## What you need to do
Count the lines in the listing below that contain the string "green", treating uppercase and lowercase as different. Reply with the number alone.

## Records to use
★ ★ ★ ★ ★

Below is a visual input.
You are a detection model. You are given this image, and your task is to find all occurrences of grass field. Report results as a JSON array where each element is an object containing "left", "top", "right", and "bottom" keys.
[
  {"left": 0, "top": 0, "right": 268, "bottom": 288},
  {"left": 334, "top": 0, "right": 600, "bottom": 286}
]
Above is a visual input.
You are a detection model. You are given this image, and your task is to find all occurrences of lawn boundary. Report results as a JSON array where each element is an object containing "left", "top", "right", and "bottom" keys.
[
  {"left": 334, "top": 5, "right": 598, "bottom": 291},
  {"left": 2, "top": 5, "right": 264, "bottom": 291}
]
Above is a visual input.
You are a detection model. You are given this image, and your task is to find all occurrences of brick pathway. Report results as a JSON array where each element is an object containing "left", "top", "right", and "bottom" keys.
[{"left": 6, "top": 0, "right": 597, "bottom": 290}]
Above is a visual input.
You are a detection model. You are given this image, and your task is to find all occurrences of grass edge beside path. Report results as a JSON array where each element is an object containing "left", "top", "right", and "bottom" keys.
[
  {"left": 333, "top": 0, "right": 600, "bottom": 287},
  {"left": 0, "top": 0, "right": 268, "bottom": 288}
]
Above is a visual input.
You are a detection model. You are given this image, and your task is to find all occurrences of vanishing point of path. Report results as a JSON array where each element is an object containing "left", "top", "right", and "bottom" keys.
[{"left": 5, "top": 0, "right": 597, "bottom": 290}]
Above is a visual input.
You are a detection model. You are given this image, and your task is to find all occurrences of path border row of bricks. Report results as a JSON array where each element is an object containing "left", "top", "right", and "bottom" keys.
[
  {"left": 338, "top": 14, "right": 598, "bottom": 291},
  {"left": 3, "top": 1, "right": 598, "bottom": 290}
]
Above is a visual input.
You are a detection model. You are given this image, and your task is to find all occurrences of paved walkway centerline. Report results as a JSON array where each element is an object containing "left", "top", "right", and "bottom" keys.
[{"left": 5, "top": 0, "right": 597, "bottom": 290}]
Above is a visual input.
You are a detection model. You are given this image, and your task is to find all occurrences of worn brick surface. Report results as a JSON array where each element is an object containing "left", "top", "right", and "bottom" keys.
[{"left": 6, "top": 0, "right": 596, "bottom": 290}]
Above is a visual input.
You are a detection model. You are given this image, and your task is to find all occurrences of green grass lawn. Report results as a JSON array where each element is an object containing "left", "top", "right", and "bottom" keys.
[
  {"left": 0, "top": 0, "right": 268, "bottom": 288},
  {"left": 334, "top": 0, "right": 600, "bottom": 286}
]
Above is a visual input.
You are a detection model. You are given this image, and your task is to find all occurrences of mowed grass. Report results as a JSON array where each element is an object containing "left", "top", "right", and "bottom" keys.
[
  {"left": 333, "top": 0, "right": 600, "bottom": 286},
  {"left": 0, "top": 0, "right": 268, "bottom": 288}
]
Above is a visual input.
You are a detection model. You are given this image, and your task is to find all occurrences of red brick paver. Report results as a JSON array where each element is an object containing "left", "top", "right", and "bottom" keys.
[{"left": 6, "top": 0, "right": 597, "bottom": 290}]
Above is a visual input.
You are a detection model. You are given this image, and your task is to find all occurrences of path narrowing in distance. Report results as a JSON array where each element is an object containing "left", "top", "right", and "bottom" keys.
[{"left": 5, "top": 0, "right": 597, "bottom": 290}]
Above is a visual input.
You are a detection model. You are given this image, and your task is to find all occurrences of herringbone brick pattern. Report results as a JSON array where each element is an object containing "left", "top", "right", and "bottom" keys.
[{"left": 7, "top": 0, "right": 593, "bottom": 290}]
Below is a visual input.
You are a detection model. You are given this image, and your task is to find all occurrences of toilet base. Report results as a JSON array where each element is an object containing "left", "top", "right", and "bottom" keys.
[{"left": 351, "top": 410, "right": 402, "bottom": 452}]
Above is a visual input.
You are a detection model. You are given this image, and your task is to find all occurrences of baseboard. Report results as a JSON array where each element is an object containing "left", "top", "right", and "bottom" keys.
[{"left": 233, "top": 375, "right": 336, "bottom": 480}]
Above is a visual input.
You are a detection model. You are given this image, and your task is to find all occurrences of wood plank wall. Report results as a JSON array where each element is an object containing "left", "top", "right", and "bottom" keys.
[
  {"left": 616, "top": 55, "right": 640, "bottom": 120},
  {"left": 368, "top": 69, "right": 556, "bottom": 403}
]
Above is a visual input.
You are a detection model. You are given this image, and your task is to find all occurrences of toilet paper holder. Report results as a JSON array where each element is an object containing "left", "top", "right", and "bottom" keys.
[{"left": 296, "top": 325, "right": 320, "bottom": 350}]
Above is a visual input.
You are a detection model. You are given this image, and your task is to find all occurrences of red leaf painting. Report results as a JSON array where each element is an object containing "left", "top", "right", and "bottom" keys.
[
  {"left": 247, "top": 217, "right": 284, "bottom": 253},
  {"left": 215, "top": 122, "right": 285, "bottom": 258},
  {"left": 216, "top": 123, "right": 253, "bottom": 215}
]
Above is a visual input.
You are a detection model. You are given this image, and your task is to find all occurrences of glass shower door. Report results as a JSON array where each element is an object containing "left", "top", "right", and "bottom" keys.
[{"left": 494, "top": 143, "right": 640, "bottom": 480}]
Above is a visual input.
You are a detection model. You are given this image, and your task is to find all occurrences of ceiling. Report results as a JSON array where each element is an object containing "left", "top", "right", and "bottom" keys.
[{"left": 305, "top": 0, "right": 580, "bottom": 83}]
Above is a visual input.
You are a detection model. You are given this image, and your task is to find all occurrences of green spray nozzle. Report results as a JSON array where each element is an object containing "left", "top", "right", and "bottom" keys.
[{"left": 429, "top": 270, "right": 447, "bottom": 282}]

★ ★ ★ ★ ★

## Output
2